**Work instructions**
#1 From the food intolerance passage, copy the stretch from "For example, in" through "causing nutrient deficiencies." word for word.
#2 Decide whether each statement agrees with the food intolerance passage, answering yes or no and quoting the words that settle it. (a) Lactose is the most common food intolerance. (b) A current law requires manufacturers to state whether a product contains gluten. (c) Gluten intolerance produces immune reactions such as sneezing and hives.

For example, in the case of the rosemary allergy, the camper couldn’t have any marinara sauces; when pasta or pizza appeared on the menu, there was a separate preparation of pasta with sautéed veggies and olive oil, or a margarita-style pizza.

An allergy must be considered individually to ensure safe food is being served to everyone.

What is food intolerance?
The main difference between food intolerance and food allergy is the reaction that occurs when the food is ingested. An allergic reaction is an immune response, while an intolerance reaction is a digestive-system response.

With food intolerance, the digestive system may become irritated, causing symptoms such as stomachache, diarrhea, bloating, cramps, etc., or it may be difficult to digest or break down that food properly, sometimes causing nutrient deficiencies.

Also, those with food intolerances may be able to consume small amounts of the food with no reaction, unlike with allergies, where the food must be avoided completely.

The most common food intolerance is to lactose, which is not the same thing as a milk allergy. A milk allergy causes an immune response to a protein in milk, while with lactose intolerance an individual cannot digest the sugar (lactose) in milk, causing digestive symptoms.

Gluten intolerance can also be referred to as gluten-sensitive enteropathy, Celiac Sprue, or the more common Celiac Disease. While this condition does produce an immune response, it is not to be confused with a usual wheat allergy.

Gluten intolerance does not produce immune reactions such as sneezing and hives because a different antibody is involved that causes the body to attack the lining of the intestines when gluten is present. The damaged intestines then cause nutrients not to be absorbed, which leads to vitamin deficiencies and the underlying health problems caused by the deficiencies.

There is no cure for Celiac Disease; it can only be managed by adhering to a gluten-free diet. Gluten is a protein found in wheat used in a great deal of bread and packaged snacks.

There is no law at present that requires manufacturers to state whether the product contains gluten, so one must be aware of uncommon names, or stay with gluten-free labeled products. If these products cannot be accessed, campers may want to bring in their own foods and have the kitchen staff prepare their meals.

**Entries provided**
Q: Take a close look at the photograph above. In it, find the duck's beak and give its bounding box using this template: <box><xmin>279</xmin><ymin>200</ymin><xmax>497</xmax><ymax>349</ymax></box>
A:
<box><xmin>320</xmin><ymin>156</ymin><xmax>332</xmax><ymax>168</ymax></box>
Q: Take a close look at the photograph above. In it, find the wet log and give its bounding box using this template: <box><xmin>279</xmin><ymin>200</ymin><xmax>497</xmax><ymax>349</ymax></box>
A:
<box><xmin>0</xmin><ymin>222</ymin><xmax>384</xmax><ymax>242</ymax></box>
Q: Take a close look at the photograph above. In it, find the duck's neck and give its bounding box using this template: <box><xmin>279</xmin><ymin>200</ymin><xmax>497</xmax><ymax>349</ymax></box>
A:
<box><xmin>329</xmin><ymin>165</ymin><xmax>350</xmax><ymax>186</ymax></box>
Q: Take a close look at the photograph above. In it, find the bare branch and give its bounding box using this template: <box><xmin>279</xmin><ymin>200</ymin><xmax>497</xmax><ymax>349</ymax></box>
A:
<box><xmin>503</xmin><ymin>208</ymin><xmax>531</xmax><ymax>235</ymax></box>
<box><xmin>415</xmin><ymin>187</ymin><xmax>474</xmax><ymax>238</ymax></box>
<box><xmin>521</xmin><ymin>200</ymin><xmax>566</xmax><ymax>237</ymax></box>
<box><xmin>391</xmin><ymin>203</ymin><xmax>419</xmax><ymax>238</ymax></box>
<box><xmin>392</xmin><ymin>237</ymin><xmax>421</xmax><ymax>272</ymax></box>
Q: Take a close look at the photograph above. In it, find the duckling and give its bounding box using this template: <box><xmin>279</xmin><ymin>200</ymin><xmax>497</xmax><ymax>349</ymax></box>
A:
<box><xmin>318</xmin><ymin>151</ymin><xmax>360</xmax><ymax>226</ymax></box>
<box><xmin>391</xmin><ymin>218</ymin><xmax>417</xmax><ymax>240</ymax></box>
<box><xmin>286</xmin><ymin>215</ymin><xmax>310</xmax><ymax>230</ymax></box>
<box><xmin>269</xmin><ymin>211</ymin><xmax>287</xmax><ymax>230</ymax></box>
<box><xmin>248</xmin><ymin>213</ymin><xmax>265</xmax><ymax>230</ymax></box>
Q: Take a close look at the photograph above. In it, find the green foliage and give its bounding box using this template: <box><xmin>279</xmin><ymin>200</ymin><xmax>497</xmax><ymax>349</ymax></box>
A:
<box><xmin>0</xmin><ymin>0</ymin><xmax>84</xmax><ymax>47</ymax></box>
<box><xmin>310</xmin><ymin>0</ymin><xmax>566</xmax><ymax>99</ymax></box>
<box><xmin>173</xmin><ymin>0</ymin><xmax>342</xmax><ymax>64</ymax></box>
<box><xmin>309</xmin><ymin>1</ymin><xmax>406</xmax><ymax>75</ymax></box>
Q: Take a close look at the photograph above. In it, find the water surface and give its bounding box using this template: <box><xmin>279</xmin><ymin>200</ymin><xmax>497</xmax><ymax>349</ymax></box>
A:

**Answers for the exercise**
#1
For example, in the case of the rosemary allergy, the camper couldn’t have any marinara sauces; when pasta or pizza appeared on the menu, there was a separate preparation of pasta with sautéed veggies and olive oil, or a margarita-style pizza.

An allergy must be considered individually to ensure safe food is being served to everyone.

What is food intolerance?
The main difference between food intolerance and food allergy is the reaction that occurs when the food is ingested. An allergic reaction is an immune response, while an intolerance reaction is a digestive-system response.

With food intolerance, the digestive system may become irritated, causing symptoms such as stomachache, diarrhea, bloating, cramps, etc., or it may be difficult to digest or break down that food properly, sometimes causing nutrient deficiencies.

#2
(a) Yes: "The most common food intolerance is to lactose"
(b) No: "There is no law at present that requires manufacturers to state whether the product contains gluten"
(c) No: "Gluten intolerance does not produce immune reactions such as sneezing and hives"